**EXERCICES PROPOSÉS**:
[1] Recopiez mot pour mot, dans l'extrait sur la sécularisation, tout ce qui va de "Mais la comparaison" jusqu'à "de leurs transformations.".
[2] Citez à l'identique chacune des lignes des enregistrements ci-dessous, sans rien omettre.

Mais la comparaison de leurs théories avec celles défendues par les auteurs modernes fait surtout apparaître leur caractère fragmentaire, morcelé : plus que de théories de la sécularisation, il s'agit d'esquisses, de pistes à explorer. Le chemin qui conduit de ces formulations aux théories modernes est long et sinueux : il passe par de nombreux auteurs américains (Ward, Sumner, etc.) et ne saurait se comprendre sans tenir compte de l'influence des cadres institutionnels (notamment des associations professionnelles) et de leurs transformations.
On montrera notamment le rôle joué, dans ce processus, parla sociologie catholique européenne, ainsi que par certains débats théologiques. Aujourd'hui, en dépit des apparences, la notion de sécularisation jouit en sociologie d'une hégémonie intellectuelle qui permet de l'apparenter à un paradigme - au sens kuhnien du terme. La dominance de ce modèle est telle que tout le monde - même les plus virulents pourfendeurs de "la théorie de la sécularisation" - parle son langage.
Bien entendu, cela ne signifie pas que le paradigme doive être considéré comme définitif : il souffre au contraire d'insuffisances évidentes. Si nous voulons un jour le dépasser, nous devons d'abord en reconnaître l'existence et le pouvoir, plutôt que de tenter de l'exorciser par de purs artifices verbaux.

**MATÉRIEL D'EXERCICE**:
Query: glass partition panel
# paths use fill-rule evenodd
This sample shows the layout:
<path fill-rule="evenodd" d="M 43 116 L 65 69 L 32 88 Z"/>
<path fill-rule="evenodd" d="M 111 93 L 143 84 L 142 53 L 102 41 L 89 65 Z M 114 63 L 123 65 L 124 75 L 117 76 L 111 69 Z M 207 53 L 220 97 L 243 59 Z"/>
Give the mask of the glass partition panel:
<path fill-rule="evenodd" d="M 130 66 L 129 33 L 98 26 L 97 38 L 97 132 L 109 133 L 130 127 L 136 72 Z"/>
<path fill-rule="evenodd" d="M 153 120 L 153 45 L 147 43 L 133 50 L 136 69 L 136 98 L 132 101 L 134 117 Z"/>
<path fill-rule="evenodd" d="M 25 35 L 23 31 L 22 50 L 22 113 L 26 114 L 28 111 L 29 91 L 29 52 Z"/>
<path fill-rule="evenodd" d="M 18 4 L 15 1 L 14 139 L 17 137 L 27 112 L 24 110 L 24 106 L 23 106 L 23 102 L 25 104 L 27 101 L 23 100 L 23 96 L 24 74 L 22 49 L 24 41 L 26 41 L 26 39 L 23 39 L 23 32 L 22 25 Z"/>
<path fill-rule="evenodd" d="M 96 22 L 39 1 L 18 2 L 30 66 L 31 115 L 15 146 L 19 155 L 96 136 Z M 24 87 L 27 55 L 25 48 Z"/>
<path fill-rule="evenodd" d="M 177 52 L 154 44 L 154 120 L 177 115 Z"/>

**RÉSULTATS ATTENDUS**:
[1]
Mais la comparaison de leurs théories avec celles défendues par les auteurs modernes fait surtout apparaître leur caractère fragmentaire, morcelé : plus que de théories de la sécularisation, il s'agit d'esquisses, de pistes à explorer. Le chemin qui conduit de ces formulations aux théories modernes est long et sinueux : il passe par de nombreux auteurs américains (Ward, Sumner, etc.) et ne saurait se comprendre sans tenir compte de l'influence des cadres institutionnels (notamment des associations professionnelles) et de leurs transformations.

[2]
Query: glass partition panel
# paths use fill-rule evenodd
This sample shows the layout:
<path fill-rule="evenodd" d="M 43 116 L 65 69 L 32 88 Z"/>
<path fill-rule="evenodd" d="M 111 93 L 143 84 L 142 53 L 102 41 L 89 65 Z M 114 63 L 123 65 L 124 75 L 117 76 L 111 69 Z M 207 53 L 220 97 L 243 59 Z"/>
Give the mask of the glass partition panel:
<path fill-rule="evenodd" d="M 130 66 L 129 33 L 98 26 L 97 38 L 97 132 L 109 133 L 130 127 L 136 72 Z"/>
<path fill-rule="evenodd" d="M 153 120 L 153 45 L 147 43 L 133 50 L 136 69 L 136 98 L 132 101 L 134 117 Z"/>
<path fill-rule="evenodd" d="M 25 35 L 23 31 L 22 50 L 22 113 L 26 114 L 28 111 L 29 91 L 29 52 Z"/>
<path fill-rule="evenodd" d="M 18 4 L 15 1 L 14 139 L 17 137 L 27 112 L 24 110 L 24 106 L 23 106 L 23 102 L 25 104 L 27 101 L 23 100 L 23 96 L 24 74 L 22 49 L 24 41 L 26 41 L 26 39 L 23 39 L 23 32 L 22 25 Z"/>
<path fill-rule="evenodd" d="M 96 22 L 39 1 L 18 2 L 30 66 L 31 115 L 15 146 L 19 155 L 96 136 Z M 24 87 L 27 55 L 25 48 Z"/>
<path fill-rule="evenodd" d="M 177 52 L 154 44 L 154 120 L 177 115 Z"/>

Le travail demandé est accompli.